* Start Source material *

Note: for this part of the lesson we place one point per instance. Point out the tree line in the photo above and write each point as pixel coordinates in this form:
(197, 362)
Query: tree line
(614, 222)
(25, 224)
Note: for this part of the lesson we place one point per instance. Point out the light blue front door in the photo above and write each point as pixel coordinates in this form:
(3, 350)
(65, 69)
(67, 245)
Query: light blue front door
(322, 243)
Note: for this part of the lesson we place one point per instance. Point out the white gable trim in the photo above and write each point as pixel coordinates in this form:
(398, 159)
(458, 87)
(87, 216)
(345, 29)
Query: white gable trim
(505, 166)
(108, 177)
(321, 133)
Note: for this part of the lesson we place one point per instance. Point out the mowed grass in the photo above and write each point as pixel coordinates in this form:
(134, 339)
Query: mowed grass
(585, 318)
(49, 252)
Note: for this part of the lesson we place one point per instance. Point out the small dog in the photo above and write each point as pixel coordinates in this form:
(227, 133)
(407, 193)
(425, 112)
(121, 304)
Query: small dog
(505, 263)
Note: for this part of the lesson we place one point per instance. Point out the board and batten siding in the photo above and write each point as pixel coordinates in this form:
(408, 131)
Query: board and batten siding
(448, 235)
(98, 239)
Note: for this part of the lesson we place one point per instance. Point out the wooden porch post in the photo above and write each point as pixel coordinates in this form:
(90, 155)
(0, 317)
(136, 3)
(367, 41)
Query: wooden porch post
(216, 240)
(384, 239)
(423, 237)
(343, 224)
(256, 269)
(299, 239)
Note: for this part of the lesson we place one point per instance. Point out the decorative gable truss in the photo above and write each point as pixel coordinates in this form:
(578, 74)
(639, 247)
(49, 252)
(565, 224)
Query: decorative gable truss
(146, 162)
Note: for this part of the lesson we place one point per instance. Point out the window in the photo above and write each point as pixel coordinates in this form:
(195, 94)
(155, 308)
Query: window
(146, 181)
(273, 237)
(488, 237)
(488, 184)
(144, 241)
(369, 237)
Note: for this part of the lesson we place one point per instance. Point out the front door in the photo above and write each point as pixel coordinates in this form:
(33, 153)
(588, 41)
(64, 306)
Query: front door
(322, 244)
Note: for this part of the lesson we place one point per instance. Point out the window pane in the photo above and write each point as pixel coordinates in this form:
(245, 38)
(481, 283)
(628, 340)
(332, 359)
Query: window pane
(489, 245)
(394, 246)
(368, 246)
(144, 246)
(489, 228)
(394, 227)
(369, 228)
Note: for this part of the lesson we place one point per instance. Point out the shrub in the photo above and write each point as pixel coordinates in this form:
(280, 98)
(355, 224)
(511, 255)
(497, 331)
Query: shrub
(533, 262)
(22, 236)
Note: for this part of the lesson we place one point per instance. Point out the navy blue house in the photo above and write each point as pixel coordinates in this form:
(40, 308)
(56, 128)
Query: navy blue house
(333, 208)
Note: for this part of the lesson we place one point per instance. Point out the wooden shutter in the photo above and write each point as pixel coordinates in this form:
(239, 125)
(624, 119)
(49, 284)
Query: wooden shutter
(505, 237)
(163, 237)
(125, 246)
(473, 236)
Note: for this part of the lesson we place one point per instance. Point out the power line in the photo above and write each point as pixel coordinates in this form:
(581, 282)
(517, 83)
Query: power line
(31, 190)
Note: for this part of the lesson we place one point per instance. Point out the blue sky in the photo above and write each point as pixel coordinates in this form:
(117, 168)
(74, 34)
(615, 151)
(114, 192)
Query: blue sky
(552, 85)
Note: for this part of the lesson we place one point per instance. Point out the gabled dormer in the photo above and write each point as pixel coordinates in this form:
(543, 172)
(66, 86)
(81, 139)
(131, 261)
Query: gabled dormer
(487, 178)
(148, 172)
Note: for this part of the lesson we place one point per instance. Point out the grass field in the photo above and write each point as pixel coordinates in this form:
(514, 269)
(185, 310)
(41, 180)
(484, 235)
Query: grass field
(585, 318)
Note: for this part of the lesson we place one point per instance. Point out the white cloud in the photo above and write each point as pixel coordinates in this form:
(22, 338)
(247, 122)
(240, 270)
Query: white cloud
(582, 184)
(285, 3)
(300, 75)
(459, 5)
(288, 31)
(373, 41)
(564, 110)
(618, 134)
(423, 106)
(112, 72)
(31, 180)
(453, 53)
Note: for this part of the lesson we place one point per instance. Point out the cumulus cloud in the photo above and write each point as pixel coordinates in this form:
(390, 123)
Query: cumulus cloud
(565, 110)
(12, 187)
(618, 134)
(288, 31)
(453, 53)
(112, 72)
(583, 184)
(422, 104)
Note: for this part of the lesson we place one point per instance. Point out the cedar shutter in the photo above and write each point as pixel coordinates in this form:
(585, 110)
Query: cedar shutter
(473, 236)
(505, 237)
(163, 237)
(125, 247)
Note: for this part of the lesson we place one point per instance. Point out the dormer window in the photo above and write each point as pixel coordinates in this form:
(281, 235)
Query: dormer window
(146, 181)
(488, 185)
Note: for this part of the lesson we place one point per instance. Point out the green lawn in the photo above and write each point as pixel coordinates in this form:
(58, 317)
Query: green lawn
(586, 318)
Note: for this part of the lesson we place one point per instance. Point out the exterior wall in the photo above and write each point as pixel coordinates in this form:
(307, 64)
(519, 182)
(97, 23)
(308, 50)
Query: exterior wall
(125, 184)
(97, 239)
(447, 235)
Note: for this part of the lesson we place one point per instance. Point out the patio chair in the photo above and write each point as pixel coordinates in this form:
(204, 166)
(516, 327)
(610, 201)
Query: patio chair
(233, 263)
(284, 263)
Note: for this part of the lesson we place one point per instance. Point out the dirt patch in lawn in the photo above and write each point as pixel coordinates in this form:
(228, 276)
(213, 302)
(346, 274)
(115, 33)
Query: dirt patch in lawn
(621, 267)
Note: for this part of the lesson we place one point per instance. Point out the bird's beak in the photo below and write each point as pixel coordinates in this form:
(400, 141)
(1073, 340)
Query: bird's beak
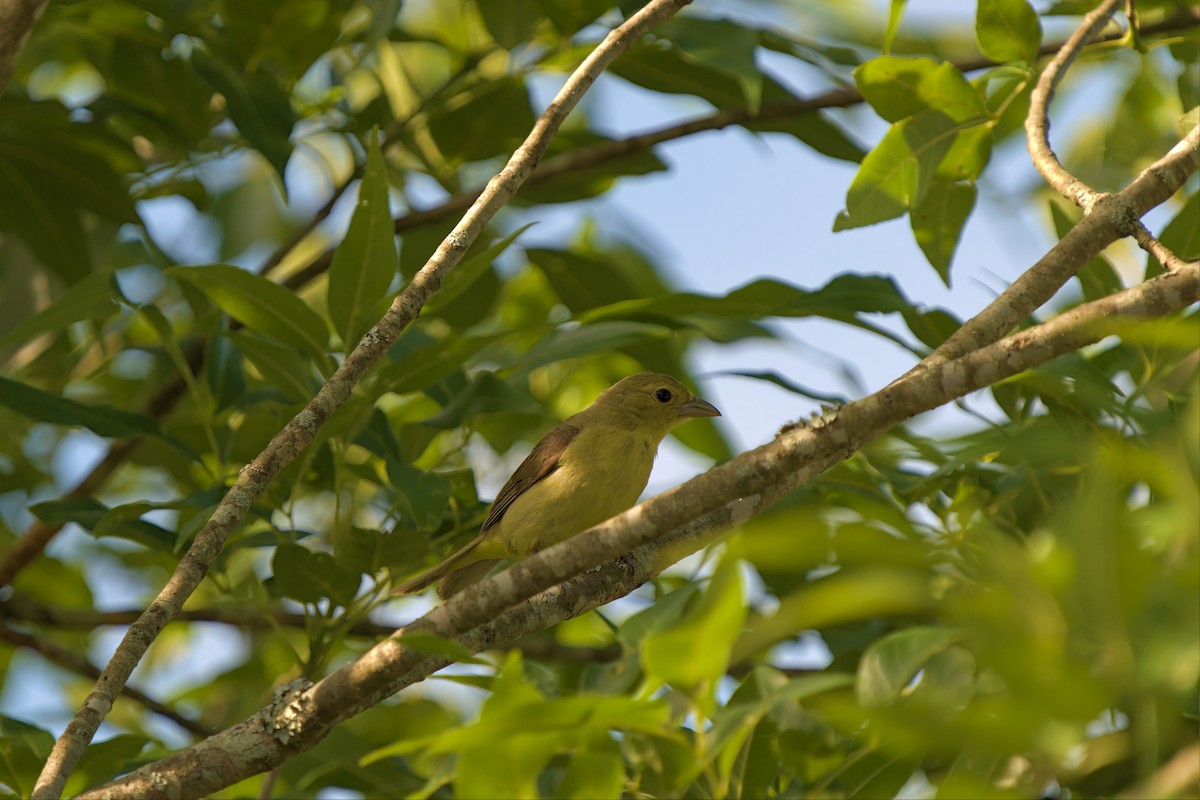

* End Source material *

• **What to work on**
Can you rewrite all of the data above with every "pixel coordinates" changed to "image coordinates", keeping everything else the same and leaving the pictures out?

• **Answer for the task**
Note: for this part of the lesson we place one point per instance. Point out the tree line in the photo above and write each point as image coordinates in this form:
(197, 362)
Query: tree line
(614, 222)
(25, 224)
Note: for this part of the lesson we place one point per instance. Point out the light blue front door in the photo above and write each point as image coordinates in this form:
(3, 350)
(65, 69)
(67, 245)
Query: light blue front door
(322, 243)
Note: for this part of the lesson we place one point per instance. Point out the white gable trim in the photo above and write each point as image coordinates in this form:
(398, 159)
(458, 87)
(87, 216)
(345, 29)
Query: white gable trim
(505, 166)
(108, 177)
(321, 133)
Note: for this part of the lesson we place one point per instance. Point out the mowed grass in the photo above and write each point as image coordinates in this form:
(134, 339)
Query: mowed grass
(585, 318)
(49, 252)
Note: for this part of the lesson we place one point per instance. Point out the small dog in the photo above and write each point as image coordinates in this form:
(227, 133)
(407, 193)
(425, 112)
(121, 304)
Query: small dog
(505, 263)
Note: for this part of the lesson we place one point per instance. Point out the board and batten siding in the photo above and write each point as image coordinates in this form:
(408, 131)
Query: board and batten siding
(448, 235)
(98, 239)
Note: for this part of the lesson we place one point per instance. Point out the wooden porch post in the photo above and write each point as image coordinates in this form:
(90, 155)
(0, 317)
(136, 3)
(367, 41)
Query: wooden porch post
(216, 240)
(384, 239)
(423, 237)
(343, 224)
(256, 269)
(299, 239)
Note: for this part of the lesson we place one point per instance. Point out the decorative gable truss in the photo above and write each point as image coordinates in this form:
(578, 74)
(639, 247)
(49, 252)
(565, 224)
Query: decorative gable truss
(146, 162)
Note: for this part of the lesson we place one point per instance. Point out the window in the photo above and write each point as image coordinates in this form:
(195, 94)
(155, 308)
Query: window
(146, 181)
(273, 237)
(488, 237)
(488, 184)
(144, 241)
(369, 237)
Note: for this part of the lesson we place one point per instance. Point out the front door in the photo above and write each point as image coordinates in this form:
(33, 153)
(588, 41)
(64, 306)
Query: front door
(322, 244)
Note: for this part of the lesson we place one point per instance. Point out the window pane in the photo above and write each point as image coordinates in this form:
(245, 38)
(481, 283)
(628, 340)
(332, 359)
Query: window pane
(489, 245)
(394, 246)
(368, 246)
(144, 246)
(489, 228)
(394, 227)
(369, 228)
Note: for this part of the lesson we place one point per instance. Point out the shrub in the photo above and write each point as image coordinates in this form:
(280, 98)
(355, 224)
(511, 255)
(497, 331)
Query: shrub
(533, 262)
(22, 236)
Note: for this part of the lesson we place one point per instance. Point out the navy blue house in the photo above and write each point as image coordinates in this form:
(40, 308)
(56, 128)
Query: navy blue house
(333, 208)
Note: for this part of the lesson we place one point per instance. Point out the wooden shutter in the photo above and write each point as image coordinates in this form:
(239, 125)
(624, 119)
(49, 284)
Query: wooden shutter
(505, 237)
(163, 237)
(125, 246)
(473, 236)
Note: for this part of the lesson we place one point per instance. Point out the power line in the photo above and write each point as image coordinates in this form:
(581, 282)
(517, 83)
Query: power line
(31, 190)
Note: for this part of the lesson we place one point per instance. Point out the blue sky in the photo above and write each point as image coordinates in this form:
(117, 168)
(74, 34)
(615, 151)
(114, 192)
Query: blue sky
(552, 85)
Note: for this part of the lesson we place one point per instance. Point out the gabled dormer in the photo above and write each point as image coordinates in this form:
(543, 172)
(66, 86)
(81, 139)
(131, 261)
Query: gabled dormer
(487, 178)
(148, 172)
Note: for this part of the lesson we place one point per instance. Point out the grass field in the photo above and write each point as image coordinates in this form:
(514, 269)
(185, 310)
(41, 180)
(484, 235)
Query: grass field
(585, 318)
Note: for this part of the lesson we place one point per instance. Point out the white cloud in the photo above and write each point as image coordinates in this form:
(22, 338)
(247, 122)
(240, 270)
Query: white cloud
(582, 184)
(285, 3)
(300, 75)
(459, 5)
(288, 31)
(373, 41)
(564, 110)
(618, 134)
(423, 106)
(112, 72)
(31, 180)
(453, 53)
Note: for this part of the lesson we place one point per instance. Point out the cumulus cloud in the photo above and write each point as image coordinates in this form:
(390, 123)
Query: cumulus cloud
(565, 110)
(12, 187)
(618, 134)
(288, 31)
(453, 53)
(112, 72)
(583, 184)
(422, 104)
Note: for this part of the lesson we place one point per instance. Point out the cedar shutter in the photo above and write each point as image coordinates in this form:
(585, 110)
Query: cedar shutter
(473, 236)
(505, 237)
(163, 237)
(125, 247)
Note: for this part of the lesson we place one point per instance. Point out the dormer window in the photo above and write each point as image coordinates in this form:
(281, 235)
Query: dormer window
(146, 181)
(488, 185)
Note: for this part of the lesson we place one point per instance. Point out the green lawn in the photo above and write each point as image coordinates in this form:
(58, 317)
Query: green lawn
(586, 318)
Note: for this part of the lesson we place one point per instance. Point out the exterior wall in the photo above and write each point as image coordinates in this form:
(307, 64)
(519, 182)
(97, 23)
(308, 50)
Query: exterior wall
(125, 184)
(97, 239)
(447, 235)
Note: for this part of the lesson we place one point per instance. Point out the patio chair in the photo above and write each point as image coordinates in this form:
(204, 166)
(516, 327)
(610, 201)
Query: patio chair
(233, 263)
(284, 263)
Note: for this part of the lesson we place one point per instance. Point out the dirt patch in lawn in the photo above and write each point as image coordinates in this form:
(228, 276)
(213, 302)
(346, 274)
(115, 33)
Query: dirt patch in lawn
(621, 267)
Note: for this part of the lesson we place one point per instance. Point out the bird's beak in the photo below and write each point as image coordinates in this form:
(400, 141)
(1073, 340)
Query: bird's beak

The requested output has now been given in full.